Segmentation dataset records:
====

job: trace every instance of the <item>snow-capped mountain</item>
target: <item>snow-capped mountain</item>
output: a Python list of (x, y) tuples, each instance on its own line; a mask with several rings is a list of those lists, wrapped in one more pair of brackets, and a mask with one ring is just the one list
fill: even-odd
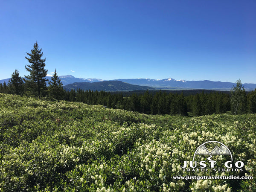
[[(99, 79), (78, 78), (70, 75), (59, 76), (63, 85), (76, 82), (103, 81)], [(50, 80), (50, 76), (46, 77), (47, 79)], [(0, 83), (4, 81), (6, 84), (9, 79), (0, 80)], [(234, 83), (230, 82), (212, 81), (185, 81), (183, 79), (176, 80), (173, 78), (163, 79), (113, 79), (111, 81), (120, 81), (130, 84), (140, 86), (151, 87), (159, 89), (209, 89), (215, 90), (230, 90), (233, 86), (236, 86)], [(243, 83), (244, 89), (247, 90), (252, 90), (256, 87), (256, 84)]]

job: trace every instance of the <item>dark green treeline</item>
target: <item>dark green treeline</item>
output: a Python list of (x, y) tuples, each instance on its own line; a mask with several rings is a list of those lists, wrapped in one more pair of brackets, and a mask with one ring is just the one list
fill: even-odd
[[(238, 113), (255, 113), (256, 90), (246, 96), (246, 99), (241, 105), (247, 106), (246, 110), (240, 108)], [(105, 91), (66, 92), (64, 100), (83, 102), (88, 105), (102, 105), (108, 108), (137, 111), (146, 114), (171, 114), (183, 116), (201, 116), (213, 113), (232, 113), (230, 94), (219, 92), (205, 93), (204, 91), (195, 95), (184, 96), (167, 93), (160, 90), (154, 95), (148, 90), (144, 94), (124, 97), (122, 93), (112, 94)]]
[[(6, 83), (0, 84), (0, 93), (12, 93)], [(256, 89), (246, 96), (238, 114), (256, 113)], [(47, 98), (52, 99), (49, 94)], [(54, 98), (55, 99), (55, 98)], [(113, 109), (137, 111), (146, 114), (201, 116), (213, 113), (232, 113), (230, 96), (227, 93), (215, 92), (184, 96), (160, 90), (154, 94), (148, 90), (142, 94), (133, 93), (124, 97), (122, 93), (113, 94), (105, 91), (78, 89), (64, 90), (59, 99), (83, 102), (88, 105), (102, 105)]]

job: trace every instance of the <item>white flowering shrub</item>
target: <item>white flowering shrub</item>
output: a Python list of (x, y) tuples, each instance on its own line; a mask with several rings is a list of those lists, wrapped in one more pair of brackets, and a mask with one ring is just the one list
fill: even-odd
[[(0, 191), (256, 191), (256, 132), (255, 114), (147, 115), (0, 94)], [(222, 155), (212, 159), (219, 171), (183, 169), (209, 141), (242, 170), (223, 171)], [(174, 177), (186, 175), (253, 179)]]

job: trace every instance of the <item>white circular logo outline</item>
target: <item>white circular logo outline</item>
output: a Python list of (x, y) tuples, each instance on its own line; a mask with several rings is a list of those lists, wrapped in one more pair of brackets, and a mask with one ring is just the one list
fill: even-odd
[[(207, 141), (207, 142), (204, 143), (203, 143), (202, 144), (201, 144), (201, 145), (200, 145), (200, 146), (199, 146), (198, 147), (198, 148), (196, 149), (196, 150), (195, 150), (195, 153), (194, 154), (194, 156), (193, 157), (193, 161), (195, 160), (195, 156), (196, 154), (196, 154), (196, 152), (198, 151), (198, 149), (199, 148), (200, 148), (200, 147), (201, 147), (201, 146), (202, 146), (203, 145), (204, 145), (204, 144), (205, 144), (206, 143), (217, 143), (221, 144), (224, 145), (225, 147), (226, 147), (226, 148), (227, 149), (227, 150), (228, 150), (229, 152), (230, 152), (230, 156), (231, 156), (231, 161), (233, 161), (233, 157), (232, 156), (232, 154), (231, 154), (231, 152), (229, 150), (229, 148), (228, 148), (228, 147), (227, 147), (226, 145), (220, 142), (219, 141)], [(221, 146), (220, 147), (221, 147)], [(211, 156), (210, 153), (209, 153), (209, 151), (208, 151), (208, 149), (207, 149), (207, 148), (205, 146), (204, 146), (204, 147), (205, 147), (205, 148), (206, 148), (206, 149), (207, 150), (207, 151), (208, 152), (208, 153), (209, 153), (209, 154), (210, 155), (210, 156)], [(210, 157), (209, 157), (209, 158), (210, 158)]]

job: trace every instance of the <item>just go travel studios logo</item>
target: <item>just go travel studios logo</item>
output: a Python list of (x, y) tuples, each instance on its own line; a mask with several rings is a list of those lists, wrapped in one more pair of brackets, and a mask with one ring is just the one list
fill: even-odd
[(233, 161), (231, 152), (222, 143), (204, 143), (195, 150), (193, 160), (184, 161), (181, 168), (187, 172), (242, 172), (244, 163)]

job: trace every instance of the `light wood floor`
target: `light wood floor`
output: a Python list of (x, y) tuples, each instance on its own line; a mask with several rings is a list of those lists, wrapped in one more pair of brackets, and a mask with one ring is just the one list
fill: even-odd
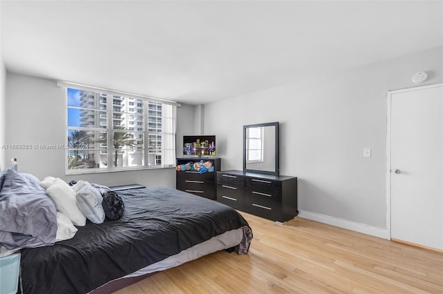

====

What the exercise asks> Print the lines of the records word for word, everything from the line containing "job: trace every instance of the <item>white flowering" down to the line containing "175), (253, 179)]]", with both of those lines included.

Task result>
job: trace every instance of the <item>white flowering shrub</item>
target: <item>white flowering shrub</item>
output: a Python list of (x, y) tuples, each instance on its own line; a mask with several rings is a list of those lists, wrapped in one more pair of brackets, and a mask with one ring is just the one list
fill: even-odd
[[(0, 191), (256, 191), (256, 132), (255, 114), (147, 115), (0, 94)], [(222, 155), (212, 159), (219, 171), (183, 169), (209, 141), (242, 170), (223, 171)], [(174, 177), (186, 175), (253, 179)]]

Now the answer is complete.